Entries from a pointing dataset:
--- START ---

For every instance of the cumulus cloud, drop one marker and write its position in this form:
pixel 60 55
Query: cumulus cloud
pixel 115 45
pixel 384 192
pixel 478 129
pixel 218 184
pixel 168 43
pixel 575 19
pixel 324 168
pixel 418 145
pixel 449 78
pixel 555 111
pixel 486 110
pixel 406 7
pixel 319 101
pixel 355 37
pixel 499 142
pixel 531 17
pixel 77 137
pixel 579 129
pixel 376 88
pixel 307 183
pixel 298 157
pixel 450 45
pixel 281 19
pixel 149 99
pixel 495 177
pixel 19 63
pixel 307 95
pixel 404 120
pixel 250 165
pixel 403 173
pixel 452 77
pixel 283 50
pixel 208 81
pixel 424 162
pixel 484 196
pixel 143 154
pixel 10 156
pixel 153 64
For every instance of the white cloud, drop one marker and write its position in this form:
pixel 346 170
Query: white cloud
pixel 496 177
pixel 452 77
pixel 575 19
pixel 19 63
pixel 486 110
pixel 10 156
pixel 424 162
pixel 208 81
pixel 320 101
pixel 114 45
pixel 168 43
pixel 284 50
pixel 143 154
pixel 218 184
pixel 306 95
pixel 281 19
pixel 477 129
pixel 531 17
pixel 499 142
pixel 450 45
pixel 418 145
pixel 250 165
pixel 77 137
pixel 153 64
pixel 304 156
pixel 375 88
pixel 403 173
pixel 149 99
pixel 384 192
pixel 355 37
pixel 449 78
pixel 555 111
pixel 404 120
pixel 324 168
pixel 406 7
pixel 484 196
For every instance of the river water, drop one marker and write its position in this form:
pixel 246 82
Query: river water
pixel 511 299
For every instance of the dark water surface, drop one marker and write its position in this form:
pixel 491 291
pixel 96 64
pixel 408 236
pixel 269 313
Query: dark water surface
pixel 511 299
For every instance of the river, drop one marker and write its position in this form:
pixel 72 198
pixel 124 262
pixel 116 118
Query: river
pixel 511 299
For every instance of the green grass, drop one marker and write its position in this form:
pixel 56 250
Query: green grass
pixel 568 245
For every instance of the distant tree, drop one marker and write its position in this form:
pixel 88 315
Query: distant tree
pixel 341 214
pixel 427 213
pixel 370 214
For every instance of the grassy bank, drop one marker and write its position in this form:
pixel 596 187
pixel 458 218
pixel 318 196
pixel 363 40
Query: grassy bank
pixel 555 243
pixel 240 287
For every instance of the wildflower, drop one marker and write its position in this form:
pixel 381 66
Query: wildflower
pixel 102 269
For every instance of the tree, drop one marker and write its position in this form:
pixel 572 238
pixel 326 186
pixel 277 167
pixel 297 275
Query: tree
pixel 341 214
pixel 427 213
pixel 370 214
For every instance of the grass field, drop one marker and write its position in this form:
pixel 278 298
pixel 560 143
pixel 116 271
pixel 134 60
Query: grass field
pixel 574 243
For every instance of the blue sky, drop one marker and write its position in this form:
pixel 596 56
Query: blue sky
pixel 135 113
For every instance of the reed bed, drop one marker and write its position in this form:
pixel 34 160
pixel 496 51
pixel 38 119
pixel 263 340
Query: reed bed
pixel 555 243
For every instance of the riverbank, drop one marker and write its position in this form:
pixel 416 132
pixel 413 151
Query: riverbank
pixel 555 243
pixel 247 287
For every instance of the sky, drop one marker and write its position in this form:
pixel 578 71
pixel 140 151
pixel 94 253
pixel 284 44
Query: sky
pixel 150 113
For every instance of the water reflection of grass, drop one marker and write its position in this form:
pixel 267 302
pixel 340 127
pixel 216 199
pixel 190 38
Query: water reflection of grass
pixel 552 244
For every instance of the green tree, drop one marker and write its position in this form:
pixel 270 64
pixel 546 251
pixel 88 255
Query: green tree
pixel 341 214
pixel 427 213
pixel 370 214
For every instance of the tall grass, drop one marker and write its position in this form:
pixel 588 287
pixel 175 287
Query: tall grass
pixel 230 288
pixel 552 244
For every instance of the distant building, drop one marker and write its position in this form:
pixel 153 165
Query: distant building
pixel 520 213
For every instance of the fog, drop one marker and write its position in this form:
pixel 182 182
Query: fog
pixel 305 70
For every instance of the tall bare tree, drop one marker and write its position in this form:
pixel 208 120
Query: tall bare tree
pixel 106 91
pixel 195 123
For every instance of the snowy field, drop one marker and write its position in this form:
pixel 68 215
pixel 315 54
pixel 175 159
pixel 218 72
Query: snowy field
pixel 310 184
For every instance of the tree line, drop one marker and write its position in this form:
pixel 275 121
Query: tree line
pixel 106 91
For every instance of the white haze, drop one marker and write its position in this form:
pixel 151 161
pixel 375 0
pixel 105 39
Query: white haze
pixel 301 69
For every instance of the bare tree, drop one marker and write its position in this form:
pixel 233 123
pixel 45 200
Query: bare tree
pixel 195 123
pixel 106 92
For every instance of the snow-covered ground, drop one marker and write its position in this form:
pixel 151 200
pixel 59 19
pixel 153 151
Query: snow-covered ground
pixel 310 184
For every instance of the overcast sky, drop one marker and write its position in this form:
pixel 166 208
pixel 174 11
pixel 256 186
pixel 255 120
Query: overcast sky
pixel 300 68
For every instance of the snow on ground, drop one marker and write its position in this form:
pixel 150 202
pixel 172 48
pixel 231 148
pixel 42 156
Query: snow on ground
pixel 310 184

--- END ---
--- START ---

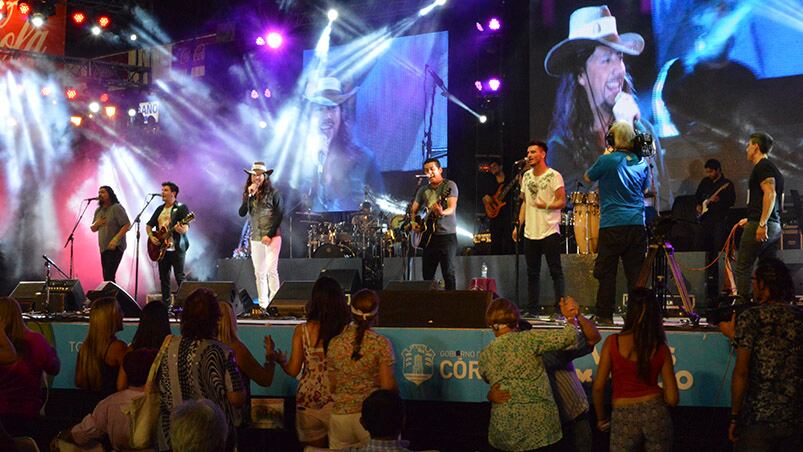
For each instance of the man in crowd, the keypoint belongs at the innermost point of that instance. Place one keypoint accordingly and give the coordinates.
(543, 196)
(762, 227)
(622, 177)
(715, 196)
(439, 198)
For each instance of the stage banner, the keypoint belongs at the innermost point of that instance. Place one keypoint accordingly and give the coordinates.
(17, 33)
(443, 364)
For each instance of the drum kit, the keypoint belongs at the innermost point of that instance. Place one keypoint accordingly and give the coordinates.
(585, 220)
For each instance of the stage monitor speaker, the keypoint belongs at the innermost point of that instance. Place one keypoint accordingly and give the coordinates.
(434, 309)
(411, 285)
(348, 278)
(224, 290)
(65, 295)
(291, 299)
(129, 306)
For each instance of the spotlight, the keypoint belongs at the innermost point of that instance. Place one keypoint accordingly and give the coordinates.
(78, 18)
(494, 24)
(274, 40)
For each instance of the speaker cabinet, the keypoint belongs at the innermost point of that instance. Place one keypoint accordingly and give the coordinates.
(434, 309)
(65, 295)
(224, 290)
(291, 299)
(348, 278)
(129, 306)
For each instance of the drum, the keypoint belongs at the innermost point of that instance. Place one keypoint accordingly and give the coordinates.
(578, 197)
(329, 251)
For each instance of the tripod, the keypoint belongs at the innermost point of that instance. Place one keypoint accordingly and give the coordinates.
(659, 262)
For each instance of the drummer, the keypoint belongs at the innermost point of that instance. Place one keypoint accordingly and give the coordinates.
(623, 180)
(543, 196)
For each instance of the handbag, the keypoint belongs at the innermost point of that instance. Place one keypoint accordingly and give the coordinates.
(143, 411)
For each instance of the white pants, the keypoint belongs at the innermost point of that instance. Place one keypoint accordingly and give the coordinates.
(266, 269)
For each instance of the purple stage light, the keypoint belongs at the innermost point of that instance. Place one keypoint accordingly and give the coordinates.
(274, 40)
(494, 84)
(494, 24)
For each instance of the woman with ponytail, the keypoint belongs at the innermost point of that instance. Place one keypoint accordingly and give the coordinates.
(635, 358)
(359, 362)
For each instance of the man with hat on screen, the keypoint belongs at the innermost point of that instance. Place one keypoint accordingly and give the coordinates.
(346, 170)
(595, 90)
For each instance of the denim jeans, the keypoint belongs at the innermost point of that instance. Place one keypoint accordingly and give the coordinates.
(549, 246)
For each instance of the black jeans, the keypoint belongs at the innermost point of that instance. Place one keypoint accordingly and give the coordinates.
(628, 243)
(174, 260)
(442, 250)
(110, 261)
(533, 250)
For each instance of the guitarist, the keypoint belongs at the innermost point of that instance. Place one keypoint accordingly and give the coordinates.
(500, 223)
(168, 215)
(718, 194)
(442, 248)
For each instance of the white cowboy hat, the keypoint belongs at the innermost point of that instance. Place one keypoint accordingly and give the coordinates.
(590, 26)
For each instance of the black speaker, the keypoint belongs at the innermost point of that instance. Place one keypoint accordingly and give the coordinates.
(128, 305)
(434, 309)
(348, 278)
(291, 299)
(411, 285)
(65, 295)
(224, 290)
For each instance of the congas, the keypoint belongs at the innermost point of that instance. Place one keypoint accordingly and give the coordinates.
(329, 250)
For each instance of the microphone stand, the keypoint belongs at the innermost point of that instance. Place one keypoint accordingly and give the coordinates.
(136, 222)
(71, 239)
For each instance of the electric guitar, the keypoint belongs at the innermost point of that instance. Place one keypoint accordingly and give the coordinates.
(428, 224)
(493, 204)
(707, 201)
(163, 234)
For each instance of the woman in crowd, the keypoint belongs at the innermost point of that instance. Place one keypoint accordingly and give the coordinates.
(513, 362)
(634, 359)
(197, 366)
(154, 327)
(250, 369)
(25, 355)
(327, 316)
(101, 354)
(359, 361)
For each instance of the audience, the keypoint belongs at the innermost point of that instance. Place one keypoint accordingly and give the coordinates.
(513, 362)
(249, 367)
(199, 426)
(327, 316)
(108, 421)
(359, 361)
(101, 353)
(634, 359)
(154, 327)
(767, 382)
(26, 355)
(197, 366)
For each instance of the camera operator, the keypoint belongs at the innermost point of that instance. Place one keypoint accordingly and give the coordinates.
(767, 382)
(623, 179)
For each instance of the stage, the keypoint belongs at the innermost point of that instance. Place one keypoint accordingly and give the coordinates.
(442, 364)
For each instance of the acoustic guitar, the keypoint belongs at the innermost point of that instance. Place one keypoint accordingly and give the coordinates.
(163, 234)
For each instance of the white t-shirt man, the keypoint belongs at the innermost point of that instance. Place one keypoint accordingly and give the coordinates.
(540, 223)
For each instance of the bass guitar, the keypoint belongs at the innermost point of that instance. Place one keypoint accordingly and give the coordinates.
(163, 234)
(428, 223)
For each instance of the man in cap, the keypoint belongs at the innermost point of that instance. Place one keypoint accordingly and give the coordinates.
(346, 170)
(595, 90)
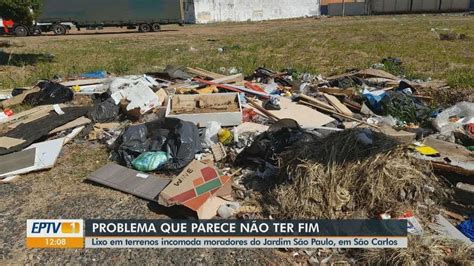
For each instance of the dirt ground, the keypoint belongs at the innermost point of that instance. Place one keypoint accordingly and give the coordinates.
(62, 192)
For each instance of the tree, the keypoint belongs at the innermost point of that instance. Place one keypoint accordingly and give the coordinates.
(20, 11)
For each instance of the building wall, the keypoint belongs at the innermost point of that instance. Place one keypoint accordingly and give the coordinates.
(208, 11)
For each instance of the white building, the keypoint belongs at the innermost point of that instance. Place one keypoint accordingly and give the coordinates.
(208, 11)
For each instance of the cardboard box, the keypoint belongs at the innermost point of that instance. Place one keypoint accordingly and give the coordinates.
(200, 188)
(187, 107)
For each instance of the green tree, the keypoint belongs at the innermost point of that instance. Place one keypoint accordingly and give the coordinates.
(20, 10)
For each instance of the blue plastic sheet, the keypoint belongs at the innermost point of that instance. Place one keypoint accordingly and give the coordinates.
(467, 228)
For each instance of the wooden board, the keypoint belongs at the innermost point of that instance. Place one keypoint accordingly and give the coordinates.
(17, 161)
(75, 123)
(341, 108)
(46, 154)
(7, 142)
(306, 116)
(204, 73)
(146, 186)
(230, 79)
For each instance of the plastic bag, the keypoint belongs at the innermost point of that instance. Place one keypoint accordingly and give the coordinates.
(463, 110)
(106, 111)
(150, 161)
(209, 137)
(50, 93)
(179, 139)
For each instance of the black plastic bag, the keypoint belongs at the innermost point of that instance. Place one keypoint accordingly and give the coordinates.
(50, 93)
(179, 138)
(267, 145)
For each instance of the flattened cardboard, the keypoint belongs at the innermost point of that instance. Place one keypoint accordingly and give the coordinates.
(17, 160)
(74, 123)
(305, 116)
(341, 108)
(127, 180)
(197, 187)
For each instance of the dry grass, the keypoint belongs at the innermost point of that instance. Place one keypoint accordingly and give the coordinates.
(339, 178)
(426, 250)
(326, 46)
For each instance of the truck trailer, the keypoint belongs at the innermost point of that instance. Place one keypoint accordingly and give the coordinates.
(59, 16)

--- END ---

## Work to do
Which lines of the data contain the word "plastic"? Gather each one and copy it in full.

## Task output
For each instance of the blue plastic sheet, the keypoint belongs at the innermost point of that instance. Place one keypoint accordingly and give the coordinates.
For each instance of the plastic bag, the keypoint belongs at the innermost point of that instance. Place one keypoint accordingly and give the coordinates.
For each instance of the black plastic bag, the keypoint belongs at the innermost point of that instance. Place one keypoint accordingly and give the coordinates.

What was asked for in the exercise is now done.